• **Exercise goal**
Return every line of the records below that contains the string "rule", copying each one in full.

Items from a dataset
begin
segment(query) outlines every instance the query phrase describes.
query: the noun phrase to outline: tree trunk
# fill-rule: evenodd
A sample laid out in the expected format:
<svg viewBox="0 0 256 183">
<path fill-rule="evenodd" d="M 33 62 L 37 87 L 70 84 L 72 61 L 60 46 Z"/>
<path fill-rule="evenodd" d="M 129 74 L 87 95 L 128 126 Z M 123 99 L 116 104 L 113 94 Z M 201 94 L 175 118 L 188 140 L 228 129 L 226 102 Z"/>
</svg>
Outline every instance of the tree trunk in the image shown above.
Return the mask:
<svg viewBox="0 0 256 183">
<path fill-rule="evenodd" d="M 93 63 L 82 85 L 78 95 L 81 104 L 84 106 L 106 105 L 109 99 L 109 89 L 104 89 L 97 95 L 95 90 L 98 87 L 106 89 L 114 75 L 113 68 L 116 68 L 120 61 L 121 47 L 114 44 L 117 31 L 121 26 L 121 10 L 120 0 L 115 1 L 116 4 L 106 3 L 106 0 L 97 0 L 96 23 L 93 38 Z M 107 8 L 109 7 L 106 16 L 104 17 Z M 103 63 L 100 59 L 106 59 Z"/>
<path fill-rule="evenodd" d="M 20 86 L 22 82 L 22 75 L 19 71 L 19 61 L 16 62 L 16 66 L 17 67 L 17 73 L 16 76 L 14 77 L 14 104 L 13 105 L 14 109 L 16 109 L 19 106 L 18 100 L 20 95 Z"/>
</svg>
end
• **Result below**
# fill-rule: evenodd
<path fill-rule="evenodd" d="M 33 62 L 37 87 L 70 84 L 72 61 L 60 46 Z"/>
<path fill-rule="evenodd" d="M 129 74 L 87 95 L 128 126 Z M 123 99 L 116 104 L 113 94 Z M 201 94 L 175 118 L 188 140 L 228 129 L 226 102 Z"/>
<path fill-rule="evenodd" d="M 93 63 L 82 85 L 78 95 L 81 104 L 84 106 L 106 105 L 109 99 L 109 89 L 104 89 L 97 95 L 95 90 L 98 87 L 106 89 L 114 75 L 113 68 L 116 68 L 120 61 L 121 47 L 114 44 L 117 31 L 121 26 L 121 10 L 120 0 L 115 1 L 116 4 L 106 3 L 106 0 L 97 0 L 96 23 L 93 38 Z M 107 8 L 109 7 L 106 16 L 104 17 Z M 103 63 L 100 59 L 106 59 Z"/>
<path fill-rule="evenodd" d="M 20 86 L 22 82 L 22 75 L 19 71 L 19 61 L 16 62 L 16 66 L 17 67 L 17 73 L 16 76 L 14 77 L 14 104 L 13 105 L 14 109 L 16 109 L 19 106 L 18 100 L 20 95 Z"/>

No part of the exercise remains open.